(Records)
__________________________________________________

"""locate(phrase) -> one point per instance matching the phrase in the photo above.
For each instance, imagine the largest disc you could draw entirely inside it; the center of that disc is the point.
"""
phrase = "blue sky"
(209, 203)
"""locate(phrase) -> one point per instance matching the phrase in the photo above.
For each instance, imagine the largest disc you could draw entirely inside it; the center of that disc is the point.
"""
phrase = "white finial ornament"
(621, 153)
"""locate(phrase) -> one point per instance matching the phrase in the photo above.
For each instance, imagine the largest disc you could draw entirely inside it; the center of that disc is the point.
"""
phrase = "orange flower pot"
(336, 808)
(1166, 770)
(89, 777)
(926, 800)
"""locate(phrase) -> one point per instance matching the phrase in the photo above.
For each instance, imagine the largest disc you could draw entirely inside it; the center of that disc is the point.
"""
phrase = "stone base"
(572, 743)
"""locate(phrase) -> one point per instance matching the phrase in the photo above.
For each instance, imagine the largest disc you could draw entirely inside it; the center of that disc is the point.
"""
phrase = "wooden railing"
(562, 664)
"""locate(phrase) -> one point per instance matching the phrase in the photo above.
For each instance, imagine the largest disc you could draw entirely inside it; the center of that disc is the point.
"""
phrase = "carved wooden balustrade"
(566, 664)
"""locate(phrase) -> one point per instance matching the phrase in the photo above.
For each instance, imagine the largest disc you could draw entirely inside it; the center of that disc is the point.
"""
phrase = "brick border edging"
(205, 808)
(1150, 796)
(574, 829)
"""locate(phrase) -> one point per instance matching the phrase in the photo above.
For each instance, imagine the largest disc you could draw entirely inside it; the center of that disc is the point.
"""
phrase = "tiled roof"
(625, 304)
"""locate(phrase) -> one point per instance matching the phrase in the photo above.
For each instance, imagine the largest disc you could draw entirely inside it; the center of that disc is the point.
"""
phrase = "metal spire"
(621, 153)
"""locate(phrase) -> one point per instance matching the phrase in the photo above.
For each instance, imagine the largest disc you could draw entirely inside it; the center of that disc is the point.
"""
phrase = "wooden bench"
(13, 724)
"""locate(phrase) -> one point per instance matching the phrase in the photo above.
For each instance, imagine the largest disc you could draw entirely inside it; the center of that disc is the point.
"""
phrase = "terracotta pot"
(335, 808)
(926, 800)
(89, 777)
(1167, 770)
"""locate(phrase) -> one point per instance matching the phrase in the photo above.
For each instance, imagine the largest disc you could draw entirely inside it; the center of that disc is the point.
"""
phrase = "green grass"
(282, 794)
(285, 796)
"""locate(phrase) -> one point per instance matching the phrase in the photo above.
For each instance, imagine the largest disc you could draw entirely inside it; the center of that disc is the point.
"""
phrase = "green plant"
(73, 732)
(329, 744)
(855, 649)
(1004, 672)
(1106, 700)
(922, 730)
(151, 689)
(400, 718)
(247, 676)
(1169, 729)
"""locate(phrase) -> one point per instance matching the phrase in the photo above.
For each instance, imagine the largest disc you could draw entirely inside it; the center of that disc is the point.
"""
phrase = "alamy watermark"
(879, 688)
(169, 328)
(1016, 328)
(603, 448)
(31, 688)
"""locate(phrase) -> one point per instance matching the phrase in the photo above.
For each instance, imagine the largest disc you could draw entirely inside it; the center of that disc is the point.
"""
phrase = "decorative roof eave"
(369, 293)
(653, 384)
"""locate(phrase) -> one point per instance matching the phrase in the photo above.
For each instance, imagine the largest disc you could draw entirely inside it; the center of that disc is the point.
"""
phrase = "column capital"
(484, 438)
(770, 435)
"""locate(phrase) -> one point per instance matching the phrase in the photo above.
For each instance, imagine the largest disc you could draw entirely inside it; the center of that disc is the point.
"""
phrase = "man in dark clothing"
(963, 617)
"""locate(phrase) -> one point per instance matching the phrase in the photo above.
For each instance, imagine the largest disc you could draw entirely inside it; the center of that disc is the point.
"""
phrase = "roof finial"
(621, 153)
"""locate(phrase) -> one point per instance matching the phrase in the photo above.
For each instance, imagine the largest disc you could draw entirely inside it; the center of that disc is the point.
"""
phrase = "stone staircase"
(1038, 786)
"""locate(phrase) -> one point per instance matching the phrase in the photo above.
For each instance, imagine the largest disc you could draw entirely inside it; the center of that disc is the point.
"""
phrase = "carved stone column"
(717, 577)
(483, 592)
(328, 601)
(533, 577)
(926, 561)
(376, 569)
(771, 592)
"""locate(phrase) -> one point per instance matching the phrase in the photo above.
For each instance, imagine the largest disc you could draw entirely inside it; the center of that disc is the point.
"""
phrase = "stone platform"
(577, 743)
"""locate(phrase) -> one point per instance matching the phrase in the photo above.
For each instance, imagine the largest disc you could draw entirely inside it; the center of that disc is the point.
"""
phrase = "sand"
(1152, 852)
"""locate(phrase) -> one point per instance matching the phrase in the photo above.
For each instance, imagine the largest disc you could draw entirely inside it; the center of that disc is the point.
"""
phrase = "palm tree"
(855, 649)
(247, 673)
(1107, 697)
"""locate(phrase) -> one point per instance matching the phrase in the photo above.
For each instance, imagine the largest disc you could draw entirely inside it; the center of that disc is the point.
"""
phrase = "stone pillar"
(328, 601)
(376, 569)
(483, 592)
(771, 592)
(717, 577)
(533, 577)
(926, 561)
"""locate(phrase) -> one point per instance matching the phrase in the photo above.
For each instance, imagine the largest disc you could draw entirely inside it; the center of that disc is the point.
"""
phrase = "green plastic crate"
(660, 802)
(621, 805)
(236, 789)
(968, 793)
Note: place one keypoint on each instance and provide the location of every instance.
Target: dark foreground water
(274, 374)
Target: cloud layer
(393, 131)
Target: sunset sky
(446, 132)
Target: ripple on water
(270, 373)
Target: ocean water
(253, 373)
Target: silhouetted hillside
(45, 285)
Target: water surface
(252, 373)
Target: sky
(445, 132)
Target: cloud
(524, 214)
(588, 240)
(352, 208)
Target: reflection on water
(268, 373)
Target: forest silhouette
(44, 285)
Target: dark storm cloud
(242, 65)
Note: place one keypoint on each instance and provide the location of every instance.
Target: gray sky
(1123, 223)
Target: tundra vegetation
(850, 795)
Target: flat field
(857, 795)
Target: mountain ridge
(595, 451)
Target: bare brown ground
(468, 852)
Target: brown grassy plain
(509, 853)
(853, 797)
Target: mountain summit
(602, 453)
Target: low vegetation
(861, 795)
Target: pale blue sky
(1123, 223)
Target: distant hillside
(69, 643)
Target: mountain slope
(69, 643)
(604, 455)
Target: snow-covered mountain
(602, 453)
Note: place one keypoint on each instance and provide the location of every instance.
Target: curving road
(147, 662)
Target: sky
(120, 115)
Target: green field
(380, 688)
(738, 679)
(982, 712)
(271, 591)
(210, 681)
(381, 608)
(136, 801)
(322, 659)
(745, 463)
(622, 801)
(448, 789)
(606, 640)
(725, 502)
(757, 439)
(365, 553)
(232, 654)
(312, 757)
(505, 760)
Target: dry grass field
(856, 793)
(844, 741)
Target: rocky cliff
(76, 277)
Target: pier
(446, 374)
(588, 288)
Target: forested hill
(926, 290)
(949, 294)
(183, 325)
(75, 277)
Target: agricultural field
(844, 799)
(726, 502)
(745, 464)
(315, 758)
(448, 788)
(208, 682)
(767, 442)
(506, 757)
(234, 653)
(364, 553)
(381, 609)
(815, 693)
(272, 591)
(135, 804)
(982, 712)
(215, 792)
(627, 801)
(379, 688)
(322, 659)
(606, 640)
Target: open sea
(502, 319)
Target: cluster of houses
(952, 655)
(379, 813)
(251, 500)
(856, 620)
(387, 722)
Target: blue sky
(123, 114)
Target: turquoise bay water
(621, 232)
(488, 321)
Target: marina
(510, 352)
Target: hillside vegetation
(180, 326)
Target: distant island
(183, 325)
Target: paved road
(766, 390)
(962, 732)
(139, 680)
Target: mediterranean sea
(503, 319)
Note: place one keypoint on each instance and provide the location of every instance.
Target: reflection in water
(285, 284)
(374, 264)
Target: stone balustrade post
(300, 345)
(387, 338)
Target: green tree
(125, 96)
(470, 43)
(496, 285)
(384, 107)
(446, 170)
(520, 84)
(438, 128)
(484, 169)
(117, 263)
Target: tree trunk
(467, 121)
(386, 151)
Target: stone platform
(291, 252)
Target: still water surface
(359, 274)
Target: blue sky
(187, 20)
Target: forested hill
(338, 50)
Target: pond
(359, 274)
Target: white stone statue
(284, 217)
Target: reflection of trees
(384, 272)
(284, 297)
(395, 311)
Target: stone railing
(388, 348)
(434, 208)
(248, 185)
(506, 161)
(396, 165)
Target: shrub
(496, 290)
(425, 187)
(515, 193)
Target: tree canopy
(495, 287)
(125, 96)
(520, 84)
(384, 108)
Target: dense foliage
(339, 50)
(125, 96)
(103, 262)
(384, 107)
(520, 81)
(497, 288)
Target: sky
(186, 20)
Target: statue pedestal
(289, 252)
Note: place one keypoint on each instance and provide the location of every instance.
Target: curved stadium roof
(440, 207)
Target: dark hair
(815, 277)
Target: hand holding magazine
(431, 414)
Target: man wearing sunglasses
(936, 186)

__________________________________________________

__WHAT THIS TASK INVOLVES__:
Rewrite the rows from the line containing "Target: statue pedestal" through the end of the rows, inclusive, switching "magazine" to "newspaper" and leaving everything else unchanged.

__REPLY__:
Target: statue pedestal
(289, 252)
Note: place one keypoint on each instance and provide the location of every instance.
Target: curved stadium roof
(440, 207)
Target: dark hair
(815, 277)
Target: hand holding newspaper
(431, 414)
Target: man wearing sunglasses
(936, 186)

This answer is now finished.